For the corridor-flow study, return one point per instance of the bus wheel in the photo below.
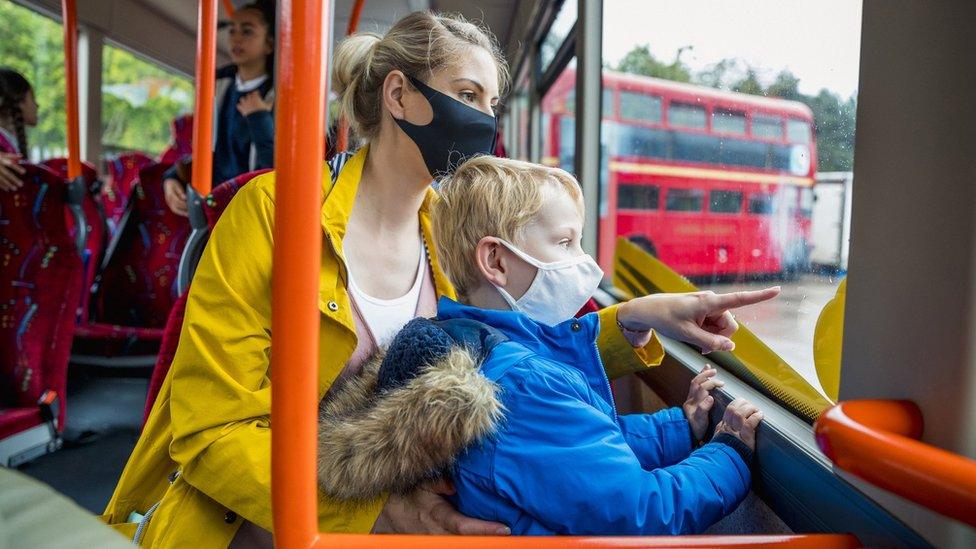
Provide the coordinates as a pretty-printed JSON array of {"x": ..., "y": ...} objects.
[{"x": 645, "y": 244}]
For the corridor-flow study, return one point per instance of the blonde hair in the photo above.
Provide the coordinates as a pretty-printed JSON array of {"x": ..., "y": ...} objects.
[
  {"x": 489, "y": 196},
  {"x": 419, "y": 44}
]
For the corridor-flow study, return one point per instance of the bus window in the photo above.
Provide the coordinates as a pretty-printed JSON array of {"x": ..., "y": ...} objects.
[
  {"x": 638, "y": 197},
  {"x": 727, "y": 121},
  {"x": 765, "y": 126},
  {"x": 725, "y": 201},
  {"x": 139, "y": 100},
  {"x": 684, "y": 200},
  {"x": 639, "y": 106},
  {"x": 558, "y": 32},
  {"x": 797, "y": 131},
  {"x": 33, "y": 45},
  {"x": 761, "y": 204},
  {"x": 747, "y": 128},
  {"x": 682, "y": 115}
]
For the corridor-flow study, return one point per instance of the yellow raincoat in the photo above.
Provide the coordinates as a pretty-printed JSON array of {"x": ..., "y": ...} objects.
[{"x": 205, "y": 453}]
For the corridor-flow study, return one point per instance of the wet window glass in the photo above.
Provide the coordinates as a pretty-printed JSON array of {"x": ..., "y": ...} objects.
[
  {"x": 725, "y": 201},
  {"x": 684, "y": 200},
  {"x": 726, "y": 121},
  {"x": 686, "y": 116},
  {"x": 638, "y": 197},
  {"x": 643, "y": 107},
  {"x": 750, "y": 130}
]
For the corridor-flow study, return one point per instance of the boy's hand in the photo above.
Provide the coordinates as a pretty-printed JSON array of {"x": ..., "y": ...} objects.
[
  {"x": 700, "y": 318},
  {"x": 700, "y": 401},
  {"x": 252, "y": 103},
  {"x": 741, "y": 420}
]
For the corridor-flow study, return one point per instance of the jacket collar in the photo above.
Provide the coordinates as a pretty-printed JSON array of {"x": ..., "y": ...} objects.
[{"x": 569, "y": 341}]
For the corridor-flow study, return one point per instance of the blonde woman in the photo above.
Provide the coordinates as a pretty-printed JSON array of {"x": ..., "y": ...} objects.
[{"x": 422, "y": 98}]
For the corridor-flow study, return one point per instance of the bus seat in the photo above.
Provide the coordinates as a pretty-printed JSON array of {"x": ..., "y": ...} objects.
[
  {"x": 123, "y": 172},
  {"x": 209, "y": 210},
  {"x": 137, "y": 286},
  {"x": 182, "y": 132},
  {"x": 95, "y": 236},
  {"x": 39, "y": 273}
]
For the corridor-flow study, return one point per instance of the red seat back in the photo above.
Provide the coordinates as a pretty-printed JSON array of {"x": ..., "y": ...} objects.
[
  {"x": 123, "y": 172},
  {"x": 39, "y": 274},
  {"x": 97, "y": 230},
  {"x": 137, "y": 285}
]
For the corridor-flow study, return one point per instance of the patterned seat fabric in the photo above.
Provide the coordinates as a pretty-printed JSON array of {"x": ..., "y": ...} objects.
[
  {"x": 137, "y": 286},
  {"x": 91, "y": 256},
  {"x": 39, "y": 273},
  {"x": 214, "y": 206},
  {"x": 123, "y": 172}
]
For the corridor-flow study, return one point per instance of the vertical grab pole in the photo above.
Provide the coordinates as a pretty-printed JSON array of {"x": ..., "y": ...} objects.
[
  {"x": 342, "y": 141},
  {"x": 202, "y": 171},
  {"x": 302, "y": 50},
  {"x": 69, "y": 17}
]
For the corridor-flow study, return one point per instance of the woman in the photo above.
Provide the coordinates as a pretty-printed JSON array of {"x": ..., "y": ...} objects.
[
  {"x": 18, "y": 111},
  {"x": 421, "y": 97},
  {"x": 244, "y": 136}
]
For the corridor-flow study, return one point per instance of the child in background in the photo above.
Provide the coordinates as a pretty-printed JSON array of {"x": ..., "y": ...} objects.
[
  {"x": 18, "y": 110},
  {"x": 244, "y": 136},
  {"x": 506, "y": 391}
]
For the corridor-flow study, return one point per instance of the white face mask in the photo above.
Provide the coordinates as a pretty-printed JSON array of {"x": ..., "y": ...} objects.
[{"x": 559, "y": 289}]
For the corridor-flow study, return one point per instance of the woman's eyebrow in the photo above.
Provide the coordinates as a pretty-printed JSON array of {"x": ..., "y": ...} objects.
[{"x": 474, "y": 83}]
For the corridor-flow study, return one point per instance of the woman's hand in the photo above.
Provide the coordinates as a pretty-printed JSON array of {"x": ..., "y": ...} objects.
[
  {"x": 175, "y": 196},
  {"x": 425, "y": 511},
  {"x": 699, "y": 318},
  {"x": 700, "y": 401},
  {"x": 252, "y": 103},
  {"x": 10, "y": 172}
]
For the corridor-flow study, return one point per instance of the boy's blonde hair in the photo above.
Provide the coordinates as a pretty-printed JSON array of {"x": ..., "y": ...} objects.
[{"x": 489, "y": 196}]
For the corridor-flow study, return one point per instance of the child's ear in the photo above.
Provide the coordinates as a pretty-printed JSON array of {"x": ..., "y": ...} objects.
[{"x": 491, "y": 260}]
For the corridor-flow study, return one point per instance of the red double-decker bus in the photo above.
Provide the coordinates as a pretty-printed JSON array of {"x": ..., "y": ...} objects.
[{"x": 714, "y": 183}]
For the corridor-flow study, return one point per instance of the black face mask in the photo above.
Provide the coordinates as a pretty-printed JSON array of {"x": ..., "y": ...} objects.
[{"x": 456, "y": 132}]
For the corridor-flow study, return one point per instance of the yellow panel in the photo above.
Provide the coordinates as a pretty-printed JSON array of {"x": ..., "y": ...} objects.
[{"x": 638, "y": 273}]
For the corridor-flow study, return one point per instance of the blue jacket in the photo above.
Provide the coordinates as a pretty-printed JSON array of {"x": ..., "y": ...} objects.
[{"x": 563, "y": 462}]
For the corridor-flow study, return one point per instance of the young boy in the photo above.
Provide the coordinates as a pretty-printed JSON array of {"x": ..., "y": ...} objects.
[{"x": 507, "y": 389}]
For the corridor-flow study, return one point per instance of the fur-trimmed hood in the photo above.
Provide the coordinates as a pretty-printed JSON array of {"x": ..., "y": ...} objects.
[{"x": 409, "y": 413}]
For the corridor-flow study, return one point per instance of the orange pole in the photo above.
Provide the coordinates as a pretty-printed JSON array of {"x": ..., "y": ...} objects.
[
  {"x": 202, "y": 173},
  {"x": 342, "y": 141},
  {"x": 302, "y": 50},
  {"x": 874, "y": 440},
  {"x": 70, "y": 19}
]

# # # # # # #

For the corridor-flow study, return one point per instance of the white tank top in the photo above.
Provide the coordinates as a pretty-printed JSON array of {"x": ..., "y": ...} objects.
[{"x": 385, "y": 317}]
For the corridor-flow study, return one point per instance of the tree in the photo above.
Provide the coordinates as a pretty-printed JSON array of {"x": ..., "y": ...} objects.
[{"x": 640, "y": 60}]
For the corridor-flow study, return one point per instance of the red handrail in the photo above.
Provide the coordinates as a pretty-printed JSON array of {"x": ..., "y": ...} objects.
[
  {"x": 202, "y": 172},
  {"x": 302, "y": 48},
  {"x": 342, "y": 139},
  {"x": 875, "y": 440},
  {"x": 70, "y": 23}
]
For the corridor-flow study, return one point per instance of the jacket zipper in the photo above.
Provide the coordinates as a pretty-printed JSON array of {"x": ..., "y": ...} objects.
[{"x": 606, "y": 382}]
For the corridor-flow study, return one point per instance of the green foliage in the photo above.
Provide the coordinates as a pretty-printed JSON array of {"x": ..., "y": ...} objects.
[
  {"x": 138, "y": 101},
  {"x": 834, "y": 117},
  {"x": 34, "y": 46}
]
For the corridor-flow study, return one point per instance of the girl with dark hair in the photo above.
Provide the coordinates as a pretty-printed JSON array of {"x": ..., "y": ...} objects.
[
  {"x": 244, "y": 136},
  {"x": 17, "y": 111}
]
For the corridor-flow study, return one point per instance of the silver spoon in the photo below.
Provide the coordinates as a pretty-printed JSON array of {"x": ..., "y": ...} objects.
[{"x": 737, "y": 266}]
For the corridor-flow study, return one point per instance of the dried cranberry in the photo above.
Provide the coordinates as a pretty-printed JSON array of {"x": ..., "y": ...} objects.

# # # # # # #

▶ _Exercise brief_:
How many lines of the items above contain the string "seat", with case counting? Reply with the number only.

▶ _Answer_:
3